--- WHAT YOU HAVE TO DO ---
Could you quote, exactly as they stand, the lines running from the one with "of the turbine" to the final line of the material?

--- RAW DATA ---
━━━

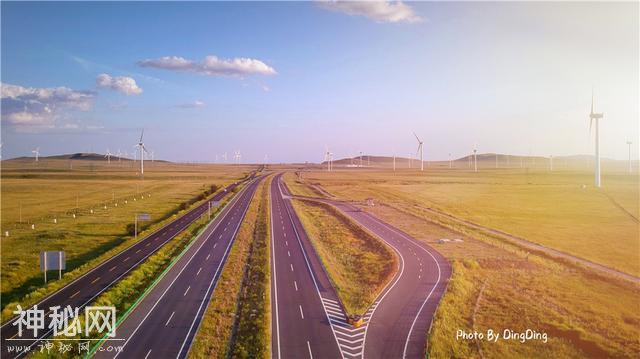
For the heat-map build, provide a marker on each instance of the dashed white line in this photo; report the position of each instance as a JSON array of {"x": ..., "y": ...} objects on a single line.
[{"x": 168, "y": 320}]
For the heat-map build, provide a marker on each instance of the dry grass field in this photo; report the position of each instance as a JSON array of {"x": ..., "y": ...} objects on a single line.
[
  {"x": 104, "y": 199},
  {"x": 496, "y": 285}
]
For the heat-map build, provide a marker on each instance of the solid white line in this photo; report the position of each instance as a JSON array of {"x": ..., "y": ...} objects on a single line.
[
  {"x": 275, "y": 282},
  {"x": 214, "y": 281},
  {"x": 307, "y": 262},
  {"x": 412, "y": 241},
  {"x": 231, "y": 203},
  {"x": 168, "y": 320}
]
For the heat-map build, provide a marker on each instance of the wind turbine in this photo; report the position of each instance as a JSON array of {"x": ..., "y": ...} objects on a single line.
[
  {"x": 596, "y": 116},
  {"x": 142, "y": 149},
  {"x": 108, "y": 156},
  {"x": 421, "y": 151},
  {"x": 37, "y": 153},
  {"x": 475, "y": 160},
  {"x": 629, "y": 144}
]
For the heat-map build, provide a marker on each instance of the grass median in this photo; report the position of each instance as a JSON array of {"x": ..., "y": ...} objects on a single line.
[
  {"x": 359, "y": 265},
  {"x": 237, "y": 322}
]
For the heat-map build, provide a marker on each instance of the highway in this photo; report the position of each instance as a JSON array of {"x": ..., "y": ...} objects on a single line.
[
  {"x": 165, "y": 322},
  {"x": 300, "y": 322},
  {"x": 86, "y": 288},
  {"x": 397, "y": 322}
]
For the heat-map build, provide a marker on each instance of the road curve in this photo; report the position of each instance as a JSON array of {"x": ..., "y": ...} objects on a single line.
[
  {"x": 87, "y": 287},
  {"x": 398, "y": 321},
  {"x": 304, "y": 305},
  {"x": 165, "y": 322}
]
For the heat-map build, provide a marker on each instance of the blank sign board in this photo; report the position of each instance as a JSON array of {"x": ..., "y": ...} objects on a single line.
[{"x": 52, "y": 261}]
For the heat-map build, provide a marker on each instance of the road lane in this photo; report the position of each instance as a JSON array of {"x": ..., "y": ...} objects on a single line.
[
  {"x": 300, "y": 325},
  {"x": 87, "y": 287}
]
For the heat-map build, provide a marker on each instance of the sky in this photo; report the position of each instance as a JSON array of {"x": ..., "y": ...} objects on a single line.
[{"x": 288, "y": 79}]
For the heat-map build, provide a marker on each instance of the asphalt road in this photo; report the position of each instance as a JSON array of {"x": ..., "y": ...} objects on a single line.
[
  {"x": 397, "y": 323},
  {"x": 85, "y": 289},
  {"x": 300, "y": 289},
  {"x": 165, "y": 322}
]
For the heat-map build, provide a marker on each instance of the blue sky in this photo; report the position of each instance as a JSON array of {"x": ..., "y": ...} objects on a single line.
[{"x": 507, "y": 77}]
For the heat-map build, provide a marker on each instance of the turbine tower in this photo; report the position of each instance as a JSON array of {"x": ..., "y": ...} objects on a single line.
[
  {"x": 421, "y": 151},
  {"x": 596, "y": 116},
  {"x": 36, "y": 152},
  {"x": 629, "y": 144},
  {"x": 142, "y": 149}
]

━━━

--- FINAL ANSWER ---
For the heat-map build, provide a marker on each instance of the turbine tower in this photo; report the position of each instance as a JSON array of {"x": ..., "y": ...} objects on a single line.
[
  {"x": 421, "y": 151},
  {"x": 596, "y": 116},
  {"x": 36, "y": 152},
  {"x": 629, "y": 144},
  {"x": 142, "y": 149}
]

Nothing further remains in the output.